#### [Exercise description]
Reproduce the records below exactly, leaving out any pictures.

#### [Data to process]
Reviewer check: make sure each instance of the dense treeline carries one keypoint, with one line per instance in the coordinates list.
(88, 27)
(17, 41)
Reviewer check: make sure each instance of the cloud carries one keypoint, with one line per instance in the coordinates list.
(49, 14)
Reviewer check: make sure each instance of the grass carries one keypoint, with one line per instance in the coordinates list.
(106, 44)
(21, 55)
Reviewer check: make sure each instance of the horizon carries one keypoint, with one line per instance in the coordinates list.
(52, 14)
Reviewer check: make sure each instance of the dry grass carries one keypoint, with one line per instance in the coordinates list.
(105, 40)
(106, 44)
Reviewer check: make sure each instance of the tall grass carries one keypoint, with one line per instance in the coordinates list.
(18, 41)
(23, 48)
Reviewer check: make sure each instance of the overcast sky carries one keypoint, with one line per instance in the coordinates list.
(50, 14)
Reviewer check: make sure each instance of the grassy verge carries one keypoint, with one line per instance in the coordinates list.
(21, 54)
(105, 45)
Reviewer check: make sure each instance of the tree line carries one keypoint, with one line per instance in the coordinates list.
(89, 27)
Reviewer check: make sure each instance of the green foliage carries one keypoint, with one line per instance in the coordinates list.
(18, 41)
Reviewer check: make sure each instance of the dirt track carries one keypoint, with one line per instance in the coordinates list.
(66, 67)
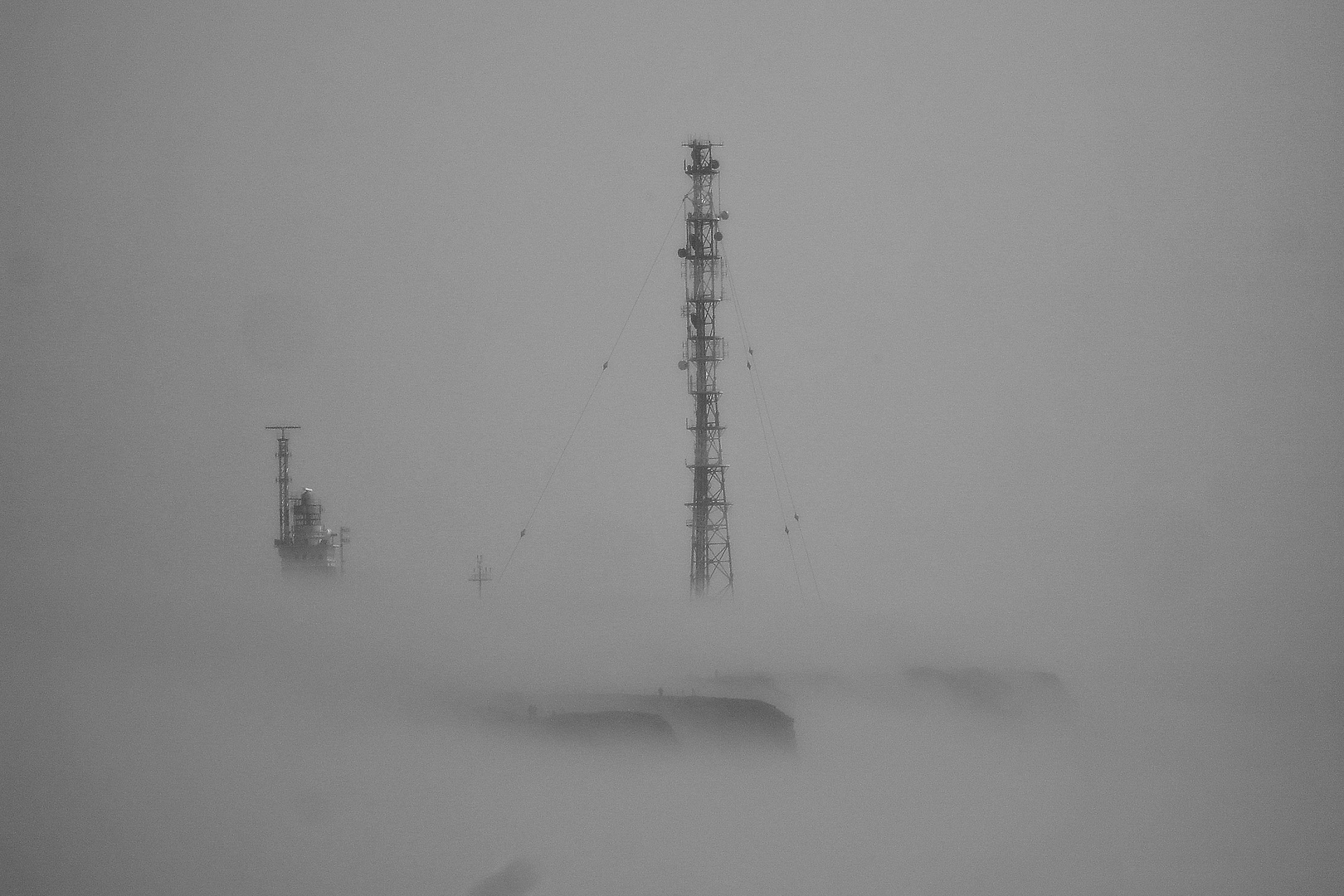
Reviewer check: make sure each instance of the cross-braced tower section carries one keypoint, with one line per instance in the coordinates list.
(711, 559)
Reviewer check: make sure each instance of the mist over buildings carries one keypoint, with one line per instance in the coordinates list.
(1046, 299)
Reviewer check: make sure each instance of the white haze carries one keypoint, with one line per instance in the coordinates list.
(1047, 303)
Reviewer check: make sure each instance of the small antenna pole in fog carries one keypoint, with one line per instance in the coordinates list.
(481, 575)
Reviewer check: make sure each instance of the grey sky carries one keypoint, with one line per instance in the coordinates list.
(1046, 299)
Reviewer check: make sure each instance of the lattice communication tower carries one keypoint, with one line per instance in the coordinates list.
(711, 558)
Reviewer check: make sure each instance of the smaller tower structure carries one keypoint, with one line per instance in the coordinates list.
(702, 269)
(304, 546)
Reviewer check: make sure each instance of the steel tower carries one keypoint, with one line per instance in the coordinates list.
(711, 559)
(283, 455)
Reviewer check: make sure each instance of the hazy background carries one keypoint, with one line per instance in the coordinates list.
(1047, 303)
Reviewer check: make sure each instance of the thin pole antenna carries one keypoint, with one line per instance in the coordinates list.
(481, 575)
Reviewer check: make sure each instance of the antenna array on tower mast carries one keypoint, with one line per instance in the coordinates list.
(711, 559)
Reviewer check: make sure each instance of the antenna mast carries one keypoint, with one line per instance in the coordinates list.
(481, 575)
(711, 561)
(286, 533)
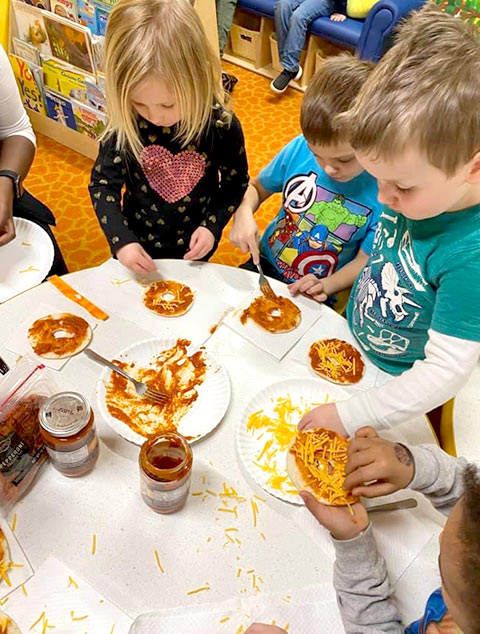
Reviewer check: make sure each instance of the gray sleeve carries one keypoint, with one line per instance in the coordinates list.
(438, 476)
(363, 587)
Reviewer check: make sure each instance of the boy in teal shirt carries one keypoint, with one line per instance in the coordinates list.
(326, 225)
(415, 309)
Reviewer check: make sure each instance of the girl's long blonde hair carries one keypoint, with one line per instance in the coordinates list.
(146, 38)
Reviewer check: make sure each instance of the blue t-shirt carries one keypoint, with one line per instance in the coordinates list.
(421, 274)
(322, 223)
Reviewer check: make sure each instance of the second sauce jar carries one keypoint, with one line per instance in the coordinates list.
(68, 431)
(165, 470)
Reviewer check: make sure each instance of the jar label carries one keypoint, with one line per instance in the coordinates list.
(164, 499)
(66, 412)
(69, 458)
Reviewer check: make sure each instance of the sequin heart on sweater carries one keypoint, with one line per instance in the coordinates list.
(172, 176)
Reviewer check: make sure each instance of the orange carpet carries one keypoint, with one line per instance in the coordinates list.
(59, 176)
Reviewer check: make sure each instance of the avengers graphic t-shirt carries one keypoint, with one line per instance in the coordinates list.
(436, 619)
(322, 223)
(421, 274)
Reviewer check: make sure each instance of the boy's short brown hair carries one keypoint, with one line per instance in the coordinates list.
(331, 92)
(423, 92)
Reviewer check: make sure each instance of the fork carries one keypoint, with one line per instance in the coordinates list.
(265, 287)
(140, 388)
(408, 503)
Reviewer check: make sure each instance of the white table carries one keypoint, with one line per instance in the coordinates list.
(59, 515)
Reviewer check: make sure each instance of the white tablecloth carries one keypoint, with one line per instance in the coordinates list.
(59, 516)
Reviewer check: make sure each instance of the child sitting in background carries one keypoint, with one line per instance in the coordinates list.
(360, 575)
(415, 126)
(330, 209)
(292, 19)
(169, 140)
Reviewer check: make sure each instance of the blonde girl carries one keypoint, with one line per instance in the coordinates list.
(172, 167)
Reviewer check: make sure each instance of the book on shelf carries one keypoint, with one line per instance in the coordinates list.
(69, 42)
(29, 82)
(31, 26)
(88, 120)
(59, 108)
(26, 51)
(65, 9)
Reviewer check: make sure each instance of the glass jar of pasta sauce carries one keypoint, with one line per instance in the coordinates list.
(165, 469)
(68, 431)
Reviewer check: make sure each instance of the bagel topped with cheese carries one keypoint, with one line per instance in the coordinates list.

#### [Result of this exercise]
Reviewer check: make sure each instance of the dense treeline carries one keypoint, with one line per instance in the coordinates list.
(88, 27)
(17, 41)
Reviewer check: make sure each instance of the cloud carries one keypoint, with one line per instance in the coordinates list.
(49, 14)
Reviewer check: make sure each instance of the grass carries one keypoint, with one line per instance in the coordinates list.
(106, 44)
(21, 55)
Reviewer check: make sure each instance of the horizon carries one keypoint, with one line per instance in the coordinates list.
(52, 14)
Reviewer check: make sure each instance of the dry grass carries one keypoint, with one line per instance in the coordinates list.
(105, 40)
(106, 44)
Reviewer check: make sure each instance of the tall grass carries one keypoint, with one line per instance in the coordinates list.
(18, 41)
(23, 48)
Reviewer check: make sure each instance of the overcast sky carries one keypoint, with one line per instance in the coordinates list.
(50, 14)
Reviewer check: make sure each instance of the grassy verge carries one keypoint, with one line per instance in the coordinates list.
(21, 54)
(105, 45)
Reviewer check: make sure each instance of the tree line carries one keypoint, with one line per instance in the coordinates list.
(89, 27)
Reviewer check: make sure each instance of the green foliage carries one keypoint, with one line per instance in the coordinates list.
(18, 41)
Reviewer check: make sure each instance of the dirt track carries one keypoint, with one line per instance in the coordinates list.
(66, 67)
Reviewer check: make sure each instance of the cross-braced tower section carries one keypoint, with one line per instance in the coordinates list.
(711, 559)
Reviewer check: make sure each instance of the mist over buildings carries one keypoint, with one line per instance in the coordinates list.
(1046, 299)
Reviewer check: make sure each instance of the white haze carries one keypoint, with one line per instance in the coordinates list.
(1047, 303)
Reviewer check: make sure each instance of the small antenna pole in fog carries one keypoint, with one line per instance in the coordinates list.
(481, 575)
Reviewer check: make sure each instance of the grey sky carries one keypoint, with one line per instance in the coordinates list.
(1046, 299)
Reviewer check: make sure each instance of the lattice communication tower carries one keypoint, with one line per instance in the coordinates list.
(711, 558)
Reviewer check: make sure each instance of the smaller tower structure carries one keypoint, with one line per instance in the coordinates list.
(702, 269)
(304, 546)
Reviewer check: make sure each instance of the steel tower carries one keypoint, with one line per instance in the coordinates list.
(711, 559)
(283, 455)
Reviewer check: make sure each instance of the hazy background carries one keypoint, with one line per instance in the coordinates list.
(1047, 303)
Reviewer check: make sure each instance of the thin pole antenna carries one keypoint, with one line per instance in the coordinates list.
(481, 575)
Reviewer check: make sure each instance of the antenna array on tower mast carries one keypoint, with one line per instance in the coordinates list.
(711, 559)
Reviewer check: make sure each instance of the antenna mast carries one keypoint, with one line per instance in the coordinates list.
(481, 575)
(711, 561)
(286, 533)
Reviewer check: make sure each instance of the gray sleeve carries one keypoint, with one line per instance in the coordinates list.
(438, 476)
(363, 587)
Reviewer check: make sure each instance of the boy in teal shirt carries one keypoint, with one line per instance in the coordinates list.
(326, 225)
(415, 309)
Reviewer check: make sure each instance of the girl's long blonde hair carries one keypoint, with one line per instance in the coordinates list.
(146, 38)
Reviewer check: make sure each instance of the blue t-shirt carries one keypoint, with one line per instance in the coordinates list.
(421, 274)
(322, 223)
Reviewer check: make sure each instance of the second sauce jar carries one keypoint, with one line per instance in the coordinates list.
(68, 431)
(165, 470)
Reviewer check: make sure each instance of the jar label carries one keypoint, with one line per instance in the coordinates list.
(164, 499)
(66, 412)
(69, 458)
Reviewer check: make sure each instance of the sequin heart on sweater carries one keypoint, with one line per instance in the coordinates list.
(172, 176)
Reviewer check: make sure each instance of the orange carpet carries one keypoint, with one line per instance in the coordinates list.
(59, 176)
Reviewer check: make sure each instance of the avengers graphic t-shirt carries one keypoint, with one line per instance in the coordinates list.
(436, 619)
(322, 223)
(421, 274)
Reviewer check: make sure each instance of the boy's short brown hair carries one keypoint, with one line per instance in the coordinates list.
(331, 92)
(423, 92)
Reviewer check: make sure each instance of the fork carries one keypoint, with one line per instance in the coordinates list.
(265, 287)
(140, 388)
(408, 503)
Reviewer check: make sure each instance of the white table carries one keypoint, with one line per instance in the coordinates list.
(59, 515)
Reviewer check: make sure each instance of the white tablecloth carries one keypoint, with one line per instance in the coordinates list.
(59, 516)
Reviewer check: make sure each instance of the child sitting in background carries one keypoint, with one line per instance in the coordinates list.
(360, 575)
(415, 126)
(330, 209)
(292, 19)
(169, 140)
Reviewer check: make sure each instance of the blonde girl carries one keypoint, with one line per instance in the coordinates list.
(172, 167)
Reviewer check: make sure each instance of the book on shelf carries one keypoint, with one line per instance in the coordinates list.
(69, 42)
(29, 82)
(31, 26)
(88, 120)
(59, 108)
(26, 51)
(65, 9)
Reviewer check: make sure each instance of the glass jar of pasta sauce carries one keypoint, with one line per instance in the coordinates list.
(165, 469)
(68, 431)
Reviewer check: make sure each instance of the bagel topped with cheese carries one keypoint, with one line per instance in the coordinates list.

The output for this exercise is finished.